What needs to be done:
Return the full set of entries precisely. Do not carry over any pictures.

+-------+

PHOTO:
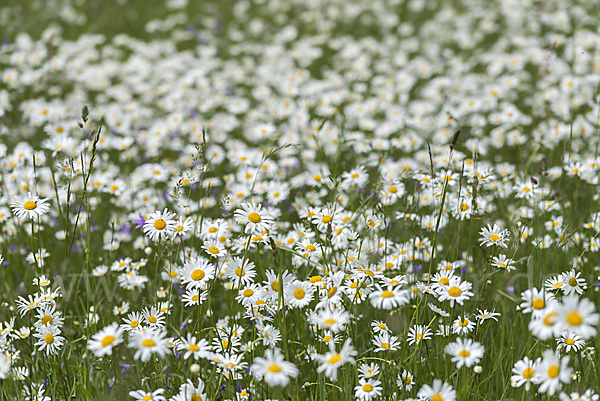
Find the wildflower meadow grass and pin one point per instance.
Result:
(299, 200)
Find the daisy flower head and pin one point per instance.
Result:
(390, 298)
(456, 291)
(273, 368)
(569, 341)
(49, 339)
(299, 294)
(30, 206)
(160, 225)
(368, 370)
(494, 236)
(385, 342)
(367, 389)
(332, 360)
(405, 380)
(148, 342)
(106, 339)
(148, 396)
(438, 392)
(465, 352)
(253, 218)
(196, 273)
(551, 372)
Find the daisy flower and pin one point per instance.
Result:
(524, 371)
(462, 325)
(214, 248)
(418, 333)
(494, 236)
(49, 339)
(390, 298)
(570, 341)
(299, 294)
(146, 396)
(30, 206)
(105, 340)
(456, 291)
(196, 273)
(332, 360)
(502, 262)
(160, 225)
(367, 389)
(465, 352)
(254, 220)
(368, 370)
(385, 342)
(405, 380)
(551, 372)
(573, 283)
(187, 391)
(438, 392)
(148, 342)
(273, 368)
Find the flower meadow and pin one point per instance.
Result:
(300, 200)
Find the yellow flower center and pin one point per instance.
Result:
(574, 318)
(454, 292)
(254, 217)
(274, 368)
(160, 224)
(108, 340)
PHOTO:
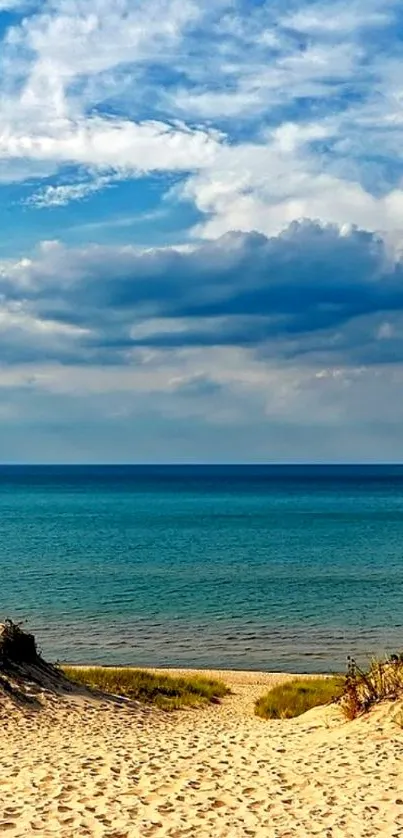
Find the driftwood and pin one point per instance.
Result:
(23, 672)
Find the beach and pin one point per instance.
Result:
(82, 766)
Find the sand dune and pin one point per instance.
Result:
(80, 768)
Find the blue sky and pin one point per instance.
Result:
(201, 210)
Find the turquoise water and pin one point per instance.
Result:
(241, 567)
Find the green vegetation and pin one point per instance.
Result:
(165, 691)
(297, 696)
(383, 681)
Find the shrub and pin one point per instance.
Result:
(297, 696)
(382, 681)
(166, 691)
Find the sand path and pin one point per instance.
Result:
(80, 768)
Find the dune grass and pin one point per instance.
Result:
(165, 691)
(297, 696)
(383, 681)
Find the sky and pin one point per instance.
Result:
(201, 215)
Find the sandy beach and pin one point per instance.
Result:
(81, 767)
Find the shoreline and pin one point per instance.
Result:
(101, 770)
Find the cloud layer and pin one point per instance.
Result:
(259, 144)
(312, 293)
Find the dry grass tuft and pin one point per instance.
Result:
(164, 691)
(383, 681)
(296, 697)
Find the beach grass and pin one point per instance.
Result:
(297, 696)
(164, 691)
(382, 681)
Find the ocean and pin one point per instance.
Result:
(243, 567)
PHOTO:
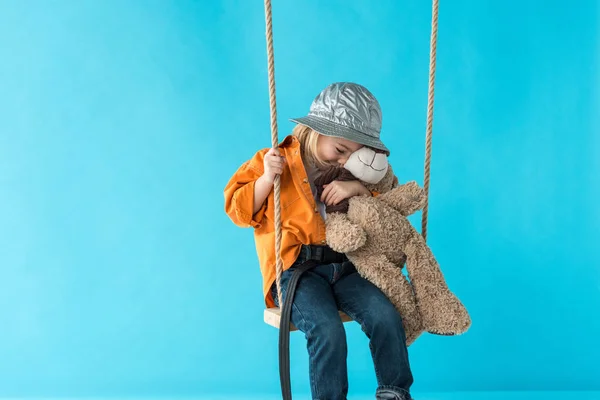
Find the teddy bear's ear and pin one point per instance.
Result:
(367, 165)
(385, 184)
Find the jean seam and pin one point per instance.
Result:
(395, 390)
(310, 350)
(363, 328)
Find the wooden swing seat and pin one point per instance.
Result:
(273, 316)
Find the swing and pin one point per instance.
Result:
(272, 316)
(279, 317)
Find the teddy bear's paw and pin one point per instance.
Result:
(444, 315)
(344, 236)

+-------+

Exercise output:
PHOTO:
Find the wildflower meadow grass and pin one point per instance.
Result:
(299, 200)
Find the daisy flower head and pin one point per instance.
Result:
(390, 298)
(456, 291)
(273, 368)
(569, 341)
(49, 339)
(299, 294)
(30, 206)
(160, 225)
(368, 370)
(494, 236)
(385, 342)
(367, 389)
(332, 360)
(405, 380)
(148, 342)
(106, 339)
(148, 396)
(438, 392)
(465, 352)
(253, 218)
(196, 273)
(551, 372)
Find the daisy flower and pin one point per instance.
Result:
(524, 371)
(462, 325)
(214, 248)
(418, 333)
(494, 236)
(49, 339)
(390, 298)
(570, 341)
(299, 294)
(146, 396)
(30, 206)
(105, 340)
(456, 291)
(196, 273)
(332, 360)
(502, 262)
(160, 225)
(367, 389)
(465, 352)
(254, 220)
(368, 370)
(385, 342)
(405, 380)
(551, 372)
(573, 283)
(187, 391)
(438, 392)
(148, 342)
(273, 368)
Find the flower meadow and pin one point per instance.
Result:
(300, 200)
Find the yellow flower center and pin one point per instance.
Result:
(574, 318)
(454, 292)
(254, 217)
(274, 368)
(160, 224)
(108, 340)
PHOTO:
Find the driftwood and pin one point per instance.
Result:
(23, 672)
Find the beach and pin one point per instance.
Result:
(82, 766)
Find the sand dune and pin one point per instance.
Result:
(80, 768)
Find the blue sky and pin one point per instance.
Result:
(201, 210)
Find the turquoise water and pin one point per instance.
Result:
(241, 567)
Find the green vegetation and pin one point per instance.
Result:
(165, 691)
(297, 696)
(383, 681)
Find the shrub and pin one point per instance.
Result:
(297, 696)
(382, 681)
(166, 691)
Find the sand path and pin one point per instance.
Result:
(80, 768)
Find the dune grass and pin one point per instance.
Result:
(165, 691)
(297, 696)
(383, 681)
Find the sky and pin one point per instance.
Result:
(201, 215)
Find the sandy beach and pin one point per instance.
Result:
(81, 767)
Find the shoreline and pin one point per instance.
Result:
(101, 770)
Find the cloud layer and pin one point per instance.
Result:
(259, 144)
(312, 293)
Find the dry grass tuft and pin one point per instance.
Result:
(164, 691)
(383, 681)
(296, 697)
Find the beach grass and pin one point per instance.
Result:
(297, 696)
(164, 691)
(382, 681)
Find the ocean and pin one point per instance.
Result:
(243, 567)
PHOTO:
Find the teddy bear's ear and pin one point per instance.
Result:
(367, 165)
(385, 184)
Find the jean seam and pin one point per instance.
Result:
(395, 390)
(310, 350)
(363, 328)
Find the wooden swing seat and pin one point per instance.
Result:
(273, 316)
Find the swing and pin one point per instance.
Result:
(272, 316)
(279, 317)
Find the teddy bear's paw and pin one point per instance.
Result:
(444, 315)
(344, 236)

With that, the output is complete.